- _Source text_
----

Per-table error containment
rocky run (and the canonical rocky plan + rocky apply flow it backs) treats each table as an isolated unit of work. One table failing does not crash the run. The other tables in the same invocation keep going, the run finishes with a partial-success exit code, and the per-table failures are enumerated on RunOutput.errors[*] with a typed failure_kind discriminator so orchestrators can branch on the kind of failure without parsing the free-form error string.
This page documents that contract and shows how downstream consumers (Dagster assets, custom scripts, alerting) should branch on it.

----

- _Data supplied_
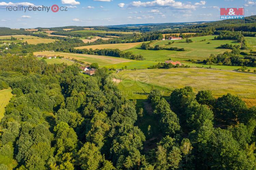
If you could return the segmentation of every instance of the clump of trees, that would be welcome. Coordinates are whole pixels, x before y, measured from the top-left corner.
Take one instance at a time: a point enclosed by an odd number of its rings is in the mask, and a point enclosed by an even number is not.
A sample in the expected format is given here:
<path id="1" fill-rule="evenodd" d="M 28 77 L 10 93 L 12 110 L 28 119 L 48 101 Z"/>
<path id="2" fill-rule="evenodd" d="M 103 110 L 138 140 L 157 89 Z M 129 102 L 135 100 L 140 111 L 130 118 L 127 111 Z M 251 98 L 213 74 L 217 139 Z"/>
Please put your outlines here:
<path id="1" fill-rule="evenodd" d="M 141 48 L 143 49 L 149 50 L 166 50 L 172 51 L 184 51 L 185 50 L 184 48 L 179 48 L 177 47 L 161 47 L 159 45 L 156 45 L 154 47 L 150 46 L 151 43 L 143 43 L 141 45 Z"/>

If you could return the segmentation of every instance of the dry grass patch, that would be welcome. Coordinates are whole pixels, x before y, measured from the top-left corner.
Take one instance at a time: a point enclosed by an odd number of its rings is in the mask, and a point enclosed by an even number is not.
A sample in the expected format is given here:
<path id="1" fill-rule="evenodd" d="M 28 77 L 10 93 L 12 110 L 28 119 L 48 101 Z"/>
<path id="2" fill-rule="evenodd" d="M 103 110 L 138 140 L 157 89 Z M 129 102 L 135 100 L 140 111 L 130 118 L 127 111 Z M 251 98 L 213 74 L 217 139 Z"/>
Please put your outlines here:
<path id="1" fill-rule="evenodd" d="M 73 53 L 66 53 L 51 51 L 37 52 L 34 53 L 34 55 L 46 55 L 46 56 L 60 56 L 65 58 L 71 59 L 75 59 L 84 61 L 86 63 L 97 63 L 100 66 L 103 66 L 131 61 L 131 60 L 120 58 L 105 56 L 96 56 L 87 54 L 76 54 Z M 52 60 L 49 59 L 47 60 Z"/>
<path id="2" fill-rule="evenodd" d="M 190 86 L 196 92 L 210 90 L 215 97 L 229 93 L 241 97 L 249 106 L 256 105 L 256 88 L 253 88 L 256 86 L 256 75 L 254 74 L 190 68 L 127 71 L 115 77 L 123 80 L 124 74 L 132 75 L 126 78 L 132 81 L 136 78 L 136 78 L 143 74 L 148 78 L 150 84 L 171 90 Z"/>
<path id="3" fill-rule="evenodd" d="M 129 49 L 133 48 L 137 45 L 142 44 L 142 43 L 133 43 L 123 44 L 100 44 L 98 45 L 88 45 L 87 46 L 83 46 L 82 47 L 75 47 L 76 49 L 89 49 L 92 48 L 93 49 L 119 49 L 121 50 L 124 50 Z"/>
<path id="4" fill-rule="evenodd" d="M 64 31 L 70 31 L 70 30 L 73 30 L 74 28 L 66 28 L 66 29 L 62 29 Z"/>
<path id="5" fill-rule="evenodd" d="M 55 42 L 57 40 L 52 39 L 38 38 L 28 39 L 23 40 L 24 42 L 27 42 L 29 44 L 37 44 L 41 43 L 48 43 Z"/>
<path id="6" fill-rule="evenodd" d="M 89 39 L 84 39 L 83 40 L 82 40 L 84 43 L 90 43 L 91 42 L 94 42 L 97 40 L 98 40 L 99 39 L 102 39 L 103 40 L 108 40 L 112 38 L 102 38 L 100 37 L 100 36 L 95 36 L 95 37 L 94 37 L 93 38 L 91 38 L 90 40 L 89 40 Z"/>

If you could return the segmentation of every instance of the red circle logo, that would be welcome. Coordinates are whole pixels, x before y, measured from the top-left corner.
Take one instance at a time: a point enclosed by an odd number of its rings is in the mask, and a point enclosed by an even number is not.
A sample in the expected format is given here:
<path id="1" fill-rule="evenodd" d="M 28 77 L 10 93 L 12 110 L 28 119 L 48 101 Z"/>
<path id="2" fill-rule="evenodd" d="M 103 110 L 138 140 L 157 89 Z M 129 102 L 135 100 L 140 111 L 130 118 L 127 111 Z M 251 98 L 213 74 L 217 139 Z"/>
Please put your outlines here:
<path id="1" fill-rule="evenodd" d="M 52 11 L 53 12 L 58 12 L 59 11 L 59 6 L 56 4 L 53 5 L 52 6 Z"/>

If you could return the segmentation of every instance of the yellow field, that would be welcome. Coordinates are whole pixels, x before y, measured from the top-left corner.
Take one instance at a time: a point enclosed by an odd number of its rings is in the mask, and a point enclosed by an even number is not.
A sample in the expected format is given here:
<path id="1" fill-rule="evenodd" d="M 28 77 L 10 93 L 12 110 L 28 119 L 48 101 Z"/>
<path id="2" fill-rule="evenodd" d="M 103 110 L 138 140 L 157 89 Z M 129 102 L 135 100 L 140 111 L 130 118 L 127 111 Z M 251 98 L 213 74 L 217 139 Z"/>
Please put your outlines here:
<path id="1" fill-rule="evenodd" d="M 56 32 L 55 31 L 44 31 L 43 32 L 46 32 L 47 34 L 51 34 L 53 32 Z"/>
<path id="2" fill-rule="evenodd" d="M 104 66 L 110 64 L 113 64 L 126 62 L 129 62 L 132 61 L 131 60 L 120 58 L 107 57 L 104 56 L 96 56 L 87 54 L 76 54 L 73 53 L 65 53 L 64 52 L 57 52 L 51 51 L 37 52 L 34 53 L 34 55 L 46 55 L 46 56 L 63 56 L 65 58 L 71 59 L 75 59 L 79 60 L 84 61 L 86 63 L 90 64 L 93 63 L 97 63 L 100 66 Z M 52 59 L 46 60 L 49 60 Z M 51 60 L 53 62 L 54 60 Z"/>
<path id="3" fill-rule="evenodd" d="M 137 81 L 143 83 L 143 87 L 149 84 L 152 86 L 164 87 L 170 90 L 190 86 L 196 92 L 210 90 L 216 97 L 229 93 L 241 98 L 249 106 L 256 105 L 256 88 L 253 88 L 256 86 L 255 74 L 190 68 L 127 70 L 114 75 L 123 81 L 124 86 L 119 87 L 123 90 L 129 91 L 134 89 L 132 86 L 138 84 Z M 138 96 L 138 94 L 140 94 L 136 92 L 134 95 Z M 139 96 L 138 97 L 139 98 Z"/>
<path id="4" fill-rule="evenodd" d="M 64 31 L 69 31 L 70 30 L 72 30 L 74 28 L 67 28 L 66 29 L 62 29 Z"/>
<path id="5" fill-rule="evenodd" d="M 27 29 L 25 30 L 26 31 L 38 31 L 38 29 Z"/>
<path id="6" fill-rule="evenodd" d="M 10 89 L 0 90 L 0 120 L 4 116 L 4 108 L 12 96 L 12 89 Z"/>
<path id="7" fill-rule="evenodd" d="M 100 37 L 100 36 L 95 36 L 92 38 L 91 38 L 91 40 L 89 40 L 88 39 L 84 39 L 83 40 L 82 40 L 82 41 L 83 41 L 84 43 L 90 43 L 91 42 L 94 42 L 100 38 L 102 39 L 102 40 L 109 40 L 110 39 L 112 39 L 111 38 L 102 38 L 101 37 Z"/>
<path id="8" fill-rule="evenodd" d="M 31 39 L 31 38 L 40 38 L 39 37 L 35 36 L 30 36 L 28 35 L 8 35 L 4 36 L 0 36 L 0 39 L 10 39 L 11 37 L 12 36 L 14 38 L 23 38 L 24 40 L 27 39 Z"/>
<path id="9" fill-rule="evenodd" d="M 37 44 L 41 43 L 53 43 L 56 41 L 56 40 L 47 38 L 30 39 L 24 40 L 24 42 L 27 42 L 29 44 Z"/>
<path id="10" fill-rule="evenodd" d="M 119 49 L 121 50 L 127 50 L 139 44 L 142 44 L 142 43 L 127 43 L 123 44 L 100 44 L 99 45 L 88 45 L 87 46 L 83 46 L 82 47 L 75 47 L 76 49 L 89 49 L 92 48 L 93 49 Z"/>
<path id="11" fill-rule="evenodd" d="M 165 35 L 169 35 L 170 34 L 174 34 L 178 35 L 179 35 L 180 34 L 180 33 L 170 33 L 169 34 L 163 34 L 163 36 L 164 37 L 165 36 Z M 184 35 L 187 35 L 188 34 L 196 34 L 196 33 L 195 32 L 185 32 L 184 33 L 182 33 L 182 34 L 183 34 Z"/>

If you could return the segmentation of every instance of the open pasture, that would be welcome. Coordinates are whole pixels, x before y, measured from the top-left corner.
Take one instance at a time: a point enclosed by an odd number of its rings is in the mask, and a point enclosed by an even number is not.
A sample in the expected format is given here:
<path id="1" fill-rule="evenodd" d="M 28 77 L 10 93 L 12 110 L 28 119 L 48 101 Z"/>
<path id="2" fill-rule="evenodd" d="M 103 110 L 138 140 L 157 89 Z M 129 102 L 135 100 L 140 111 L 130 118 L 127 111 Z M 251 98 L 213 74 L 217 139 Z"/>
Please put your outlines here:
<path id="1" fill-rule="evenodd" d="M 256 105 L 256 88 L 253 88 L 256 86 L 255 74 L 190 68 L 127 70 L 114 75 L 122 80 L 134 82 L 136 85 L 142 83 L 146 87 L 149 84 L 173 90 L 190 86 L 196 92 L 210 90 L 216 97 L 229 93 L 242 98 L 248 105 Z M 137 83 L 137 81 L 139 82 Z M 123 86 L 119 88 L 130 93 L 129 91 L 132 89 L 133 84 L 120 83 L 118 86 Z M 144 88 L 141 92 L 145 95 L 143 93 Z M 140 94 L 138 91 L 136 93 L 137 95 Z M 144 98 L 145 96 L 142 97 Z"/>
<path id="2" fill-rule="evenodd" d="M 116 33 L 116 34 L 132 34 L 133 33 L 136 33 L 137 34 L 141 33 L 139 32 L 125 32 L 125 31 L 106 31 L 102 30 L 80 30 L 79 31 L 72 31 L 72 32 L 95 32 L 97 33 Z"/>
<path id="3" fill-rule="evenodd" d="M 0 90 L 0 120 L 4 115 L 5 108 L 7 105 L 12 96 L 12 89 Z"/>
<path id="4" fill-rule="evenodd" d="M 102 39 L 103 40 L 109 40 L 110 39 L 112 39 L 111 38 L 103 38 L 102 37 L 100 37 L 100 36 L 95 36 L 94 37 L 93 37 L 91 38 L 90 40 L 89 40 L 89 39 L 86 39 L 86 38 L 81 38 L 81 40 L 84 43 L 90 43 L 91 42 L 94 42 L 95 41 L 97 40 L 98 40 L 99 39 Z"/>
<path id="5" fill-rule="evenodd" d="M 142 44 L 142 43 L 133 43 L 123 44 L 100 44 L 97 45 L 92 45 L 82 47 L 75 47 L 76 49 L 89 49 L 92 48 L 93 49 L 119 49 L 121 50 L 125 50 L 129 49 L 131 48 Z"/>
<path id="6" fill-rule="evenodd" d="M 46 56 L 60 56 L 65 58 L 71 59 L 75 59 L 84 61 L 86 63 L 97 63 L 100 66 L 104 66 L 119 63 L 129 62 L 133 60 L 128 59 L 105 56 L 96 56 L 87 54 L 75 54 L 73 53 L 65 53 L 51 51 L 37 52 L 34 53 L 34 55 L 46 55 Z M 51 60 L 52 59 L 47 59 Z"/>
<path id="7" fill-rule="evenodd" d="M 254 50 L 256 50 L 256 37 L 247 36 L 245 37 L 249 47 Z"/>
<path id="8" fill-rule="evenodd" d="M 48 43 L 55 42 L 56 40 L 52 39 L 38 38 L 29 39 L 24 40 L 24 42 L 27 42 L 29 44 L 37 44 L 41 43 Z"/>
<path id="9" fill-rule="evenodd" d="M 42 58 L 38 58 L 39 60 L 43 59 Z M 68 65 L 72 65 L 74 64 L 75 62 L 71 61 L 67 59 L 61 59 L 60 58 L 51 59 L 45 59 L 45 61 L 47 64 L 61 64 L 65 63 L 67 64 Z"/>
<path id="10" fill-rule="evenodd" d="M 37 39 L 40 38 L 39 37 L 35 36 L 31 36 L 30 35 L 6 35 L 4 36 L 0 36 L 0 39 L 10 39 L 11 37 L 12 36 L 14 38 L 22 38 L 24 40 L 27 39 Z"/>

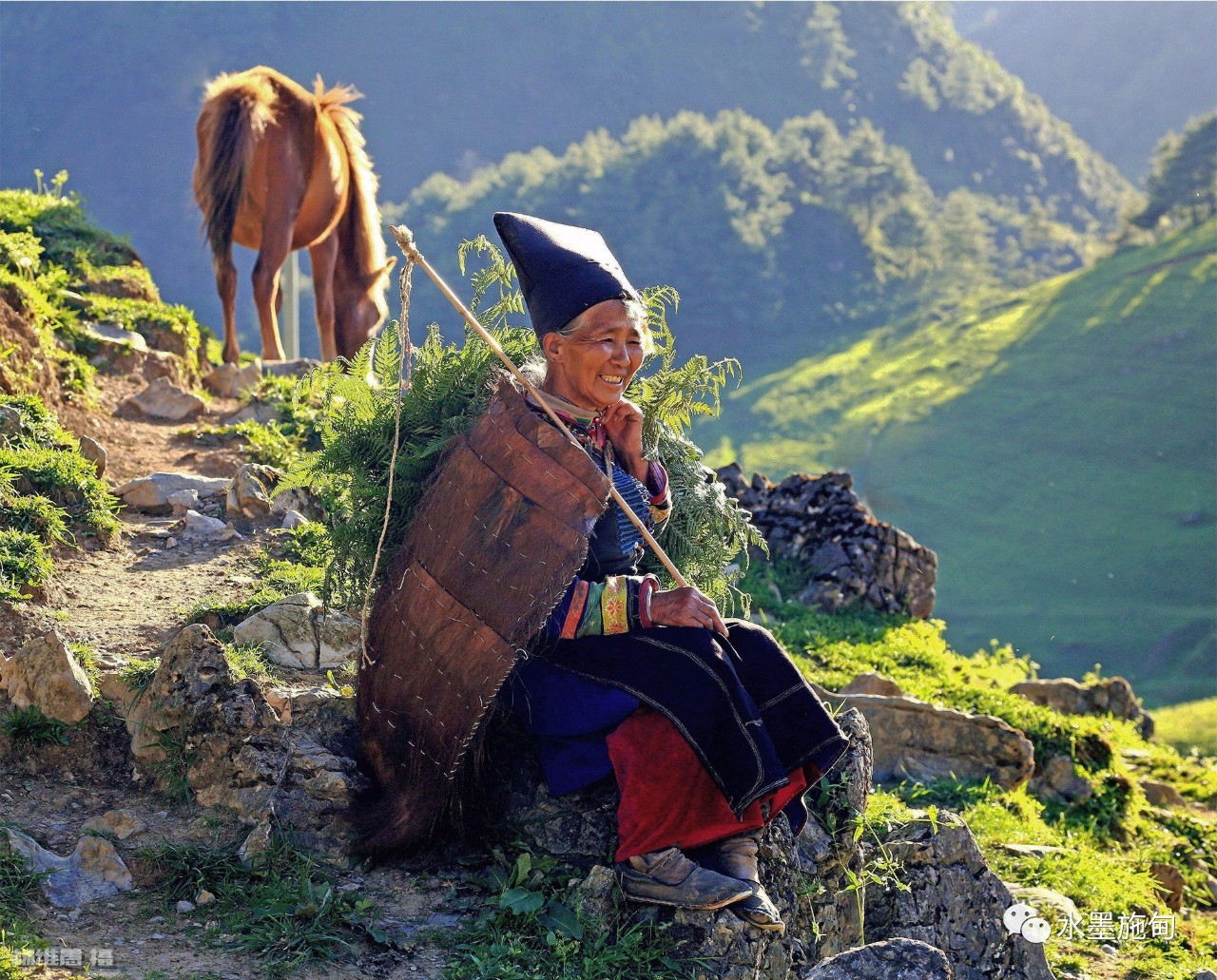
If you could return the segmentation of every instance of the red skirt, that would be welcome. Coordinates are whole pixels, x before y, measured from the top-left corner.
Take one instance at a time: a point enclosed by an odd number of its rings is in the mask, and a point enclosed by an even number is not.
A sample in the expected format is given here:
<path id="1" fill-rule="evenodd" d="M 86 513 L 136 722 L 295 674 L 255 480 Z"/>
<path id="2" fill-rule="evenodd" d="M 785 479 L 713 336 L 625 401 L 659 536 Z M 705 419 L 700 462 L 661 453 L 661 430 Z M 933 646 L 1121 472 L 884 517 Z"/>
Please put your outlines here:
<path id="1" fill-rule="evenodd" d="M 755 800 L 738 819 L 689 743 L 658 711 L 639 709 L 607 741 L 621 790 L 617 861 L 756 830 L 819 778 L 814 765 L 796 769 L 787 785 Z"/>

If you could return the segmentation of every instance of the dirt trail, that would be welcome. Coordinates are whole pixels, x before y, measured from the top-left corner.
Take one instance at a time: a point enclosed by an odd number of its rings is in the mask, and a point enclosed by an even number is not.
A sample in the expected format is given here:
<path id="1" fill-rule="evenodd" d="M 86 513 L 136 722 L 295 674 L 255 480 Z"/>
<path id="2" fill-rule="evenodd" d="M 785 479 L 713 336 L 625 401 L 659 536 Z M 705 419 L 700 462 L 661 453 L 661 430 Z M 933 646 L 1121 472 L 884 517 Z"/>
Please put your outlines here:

----

- _Task directions_
Rewrite the passage of the error containment page starting with "Per-table error containment" and going on through "free-form error string.", substituting "execution" for "invocation". The material has nothing to do with the page on per-table error containment.

- _Problem solution_
Per-table error containment
rocky run (and the canonical rocky plan + rocky apply flow it backs) treats each table as an isolated unit of work. One table failing does not crash the run. The other tables in the same execution keep going, the run finishes with a partial-success exit code, and the per-table failures are enumerated on RunOutput.errors[*] with a typed failure_kind discriminator so orchestrators can branch on the kind of failure without parsing the free-form error string.